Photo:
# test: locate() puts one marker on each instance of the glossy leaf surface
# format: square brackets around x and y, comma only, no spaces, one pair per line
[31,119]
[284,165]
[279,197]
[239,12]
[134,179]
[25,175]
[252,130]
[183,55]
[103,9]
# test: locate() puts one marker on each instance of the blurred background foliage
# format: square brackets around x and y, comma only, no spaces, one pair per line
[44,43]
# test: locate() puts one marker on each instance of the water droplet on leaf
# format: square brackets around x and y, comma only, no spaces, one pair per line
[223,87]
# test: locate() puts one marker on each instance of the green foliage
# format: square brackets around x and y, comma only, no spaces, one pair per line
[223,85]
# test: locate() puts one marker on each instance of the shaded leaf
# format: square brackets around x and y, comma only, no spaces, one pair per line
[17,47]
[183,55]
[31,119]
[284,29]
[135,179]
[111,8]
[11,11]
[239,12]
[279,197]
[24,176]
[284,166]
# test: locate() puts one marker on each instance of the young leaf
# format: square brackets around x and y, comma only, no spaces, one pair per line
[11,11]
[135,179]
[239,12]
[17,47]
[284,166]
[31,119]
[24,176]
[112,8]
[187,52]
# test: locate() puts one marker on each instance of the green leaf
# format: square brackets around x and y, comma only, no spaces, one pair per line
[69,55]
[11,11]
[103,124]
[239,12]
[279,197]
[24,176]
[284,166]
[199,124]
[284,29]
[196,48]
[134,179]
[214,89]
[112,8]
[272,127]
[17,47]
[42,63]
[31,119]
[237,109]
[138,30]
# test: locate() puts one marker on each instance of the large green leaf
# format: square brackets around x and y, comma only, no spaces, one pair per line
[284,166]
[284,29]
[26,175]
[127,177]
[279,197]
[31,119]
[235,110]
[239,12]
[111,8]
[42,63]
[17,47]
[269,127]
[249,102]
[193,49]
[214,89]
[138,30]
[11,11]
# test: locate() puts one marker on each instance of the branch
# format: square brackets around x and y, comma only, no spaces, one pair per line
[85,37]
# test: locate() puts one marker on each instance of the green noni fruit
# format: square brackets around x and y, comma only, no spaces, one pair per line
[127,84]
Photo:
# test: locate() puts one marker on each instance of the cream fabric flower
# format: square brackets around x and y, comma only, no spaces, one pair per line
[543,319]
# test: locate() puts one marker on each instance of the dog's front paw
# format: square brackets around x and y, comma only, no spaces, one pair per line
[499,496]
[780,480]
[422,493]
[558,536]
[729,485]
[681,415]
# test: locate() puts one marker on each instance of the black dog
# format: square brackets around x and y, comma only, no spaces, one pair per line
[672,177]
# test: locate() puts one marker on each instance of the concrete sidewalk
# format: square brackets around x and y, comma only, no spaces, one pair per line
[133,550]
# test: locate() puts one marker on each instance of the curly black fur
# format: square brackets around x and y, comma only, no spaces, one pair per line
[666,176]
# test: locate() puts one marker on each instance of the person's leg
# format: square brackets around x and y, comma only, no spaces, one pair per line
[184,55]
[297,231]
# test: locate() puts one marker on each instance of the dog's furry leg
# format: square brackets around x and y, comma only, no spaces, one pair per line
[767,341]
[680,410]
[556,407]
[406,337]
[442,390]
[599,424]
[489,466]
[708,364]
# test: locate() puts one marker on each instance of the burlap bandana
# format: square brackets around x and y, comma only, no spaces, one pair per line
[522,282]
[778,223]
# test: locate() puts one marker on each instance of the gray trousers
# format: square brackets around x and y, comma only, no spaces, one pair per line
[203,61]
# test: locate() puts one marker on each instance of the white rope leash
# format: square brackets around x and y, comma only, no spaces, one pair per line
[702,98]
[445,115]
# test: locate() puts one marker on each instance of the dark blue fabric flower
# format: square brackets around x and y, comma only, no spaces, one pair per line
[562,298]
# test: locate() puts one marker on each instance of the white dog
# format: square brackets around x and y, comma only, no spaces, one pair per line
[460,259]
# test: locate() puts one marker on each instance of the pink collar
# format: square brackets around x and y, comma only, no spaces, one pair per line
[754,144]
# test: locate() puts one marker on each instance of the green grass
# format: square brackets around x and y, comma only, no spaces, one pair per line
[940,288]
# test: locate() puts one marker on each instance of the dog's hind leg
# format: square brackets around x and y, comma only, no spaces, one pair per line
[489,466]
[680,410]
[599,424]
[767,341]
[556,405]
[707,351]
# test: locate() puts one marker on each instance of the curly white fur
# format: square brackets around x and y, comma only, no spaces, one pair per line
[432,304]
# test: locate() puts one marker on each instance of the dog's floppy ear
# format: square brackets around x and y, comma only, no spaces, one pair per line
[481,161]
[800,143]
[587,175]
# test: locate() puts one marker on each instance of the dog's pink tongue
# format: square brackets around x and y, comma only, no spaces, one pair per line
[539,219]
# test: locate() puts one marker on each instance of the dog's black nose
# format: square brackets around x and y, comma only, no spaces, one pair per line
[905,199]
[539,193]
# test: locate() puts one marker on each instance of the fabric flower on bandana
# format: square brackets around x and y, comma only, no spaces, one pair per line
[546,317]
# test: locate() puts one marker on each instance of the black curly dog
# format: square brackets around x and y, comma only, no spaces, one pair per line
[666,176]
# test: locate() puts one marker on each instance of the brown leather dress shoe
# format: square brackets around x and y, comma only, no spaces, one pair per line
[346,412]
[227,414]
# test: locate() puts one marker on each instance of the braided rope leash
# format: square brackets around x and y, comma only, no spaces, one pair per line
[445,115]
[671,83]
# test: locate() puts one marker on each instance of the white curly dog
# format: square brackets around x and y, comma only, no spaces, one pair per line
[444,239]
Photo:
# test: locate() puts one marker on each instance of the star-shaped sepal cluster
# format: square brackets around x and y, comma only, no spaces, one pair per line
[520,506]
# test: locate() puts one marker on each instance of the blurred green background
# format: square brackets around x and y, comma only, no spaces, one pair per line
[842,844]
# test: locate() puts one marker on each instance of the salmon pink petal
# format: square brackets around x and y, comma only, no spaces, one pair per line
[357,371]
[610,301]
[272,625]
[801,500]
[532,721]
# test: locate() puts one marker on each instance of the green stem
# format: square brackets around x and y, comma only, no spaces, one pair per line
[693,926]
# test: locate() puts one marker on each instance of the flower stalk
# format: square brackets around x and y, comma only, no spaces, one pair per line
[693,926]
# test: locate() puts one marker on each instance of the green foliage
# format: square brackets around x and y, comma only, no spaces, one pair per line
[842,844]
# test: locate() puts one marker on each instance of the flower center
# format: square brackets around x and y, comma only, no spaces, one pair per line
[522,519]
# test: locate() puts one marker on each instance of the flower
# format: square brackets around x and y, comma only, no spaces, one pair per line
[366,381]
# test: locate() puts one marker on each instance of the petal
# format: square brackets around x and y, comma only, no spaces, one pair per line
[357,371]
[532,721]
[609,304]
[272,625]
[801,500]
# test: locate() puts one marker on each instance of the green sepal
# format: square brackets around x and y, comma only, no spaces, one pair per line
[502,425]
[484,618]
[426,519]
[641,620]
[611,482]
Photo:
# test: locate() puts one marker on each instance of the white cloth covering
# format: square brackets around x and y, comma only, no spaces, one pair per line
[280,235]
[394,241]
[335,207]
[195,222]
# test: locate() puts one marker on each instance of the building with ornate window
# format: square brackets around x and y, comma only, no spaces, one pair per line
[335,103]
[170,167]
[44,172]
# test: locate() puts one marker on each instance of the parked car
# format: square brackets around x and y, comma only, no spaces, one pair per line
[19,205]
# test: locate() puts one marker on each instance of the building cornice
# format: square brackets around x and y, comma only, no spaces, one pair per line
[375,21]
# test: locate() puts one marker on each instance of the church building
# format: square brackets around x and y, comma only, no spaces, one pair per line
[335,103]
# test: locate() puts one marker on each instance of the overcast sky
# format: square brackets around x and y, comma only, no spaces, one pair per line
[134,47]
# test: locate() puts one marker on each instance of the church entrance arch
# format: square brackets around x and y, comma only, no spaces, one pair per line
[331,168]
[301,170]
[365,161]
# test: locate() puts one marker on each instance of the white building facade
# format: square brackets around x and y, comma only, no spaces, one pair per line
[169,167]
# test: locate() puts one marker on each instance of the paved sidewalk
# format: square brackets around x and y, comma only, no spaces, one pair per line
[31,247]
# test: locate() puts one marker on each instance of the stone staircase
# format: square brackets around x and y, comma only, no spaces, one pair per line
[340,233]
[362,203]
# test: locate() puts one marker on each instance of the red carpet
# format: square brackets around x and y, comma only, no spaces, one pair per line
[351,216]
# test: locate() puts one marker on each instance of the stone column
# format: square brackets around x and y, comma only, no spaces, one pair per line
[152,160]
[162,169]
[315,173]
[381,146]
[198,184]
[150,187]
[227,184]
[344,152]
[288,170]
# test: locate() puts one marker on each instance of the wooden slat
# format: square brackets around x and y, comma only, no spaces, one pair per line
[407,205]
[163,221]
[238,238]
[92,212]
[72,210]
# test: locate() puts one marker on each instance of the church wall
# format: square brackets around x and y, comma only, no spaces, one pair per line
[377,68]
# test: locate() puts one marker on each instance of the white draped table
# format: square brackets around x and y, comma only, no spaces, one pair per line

──────────────────────────────

» **EXERCISE DIRECTIONS**:
Reproduce, exactly and with nothing added, the lines from the one that includes "the paved sidewalk" through the last line of the material.

» **REPLY**:
# test: locate() puts one marker on each instance of the paved sidewalk
# format: square brackets around x and y, comma only, no spaces, one pair per line
[31,247]
# test: locate() puts one marker on each instance of the stone staircase
# format: square brackets around x and y, comma only, no spaces, one pair per line
[340,233]
[362,203]
# test: locate() puts one marker on each instance of the red carpet
# format: square brackets around x and y, comma only, no spaces, one pair per line
[351,216]
# test: locate() puts one marker on each instance of the stone column
# format: square brackets around x and y, comma only, no spaces, one pair per line
[152,160]
[162,169]
[315,173]
[381,146]
[198,184]
[150,187]
[227,184]
[344,152]
[288,170]
# test: locate() puts one marker on each instance of the wooden slat
# format: square brackets around x and y, comma only, no spaces, one pair per line
[407,205]
[163,221]
[238,238]
[92,212]
[72,210]
# test: locate() puts one marker on each instance of the church wall
# format: square brackets around x and y, comma only, no spaces, one pair per line
[377,68]
# test: locate() puts one marker on each instance of the white draped table
# format: square brackets around x and y, comma only, no spaces, one pair per line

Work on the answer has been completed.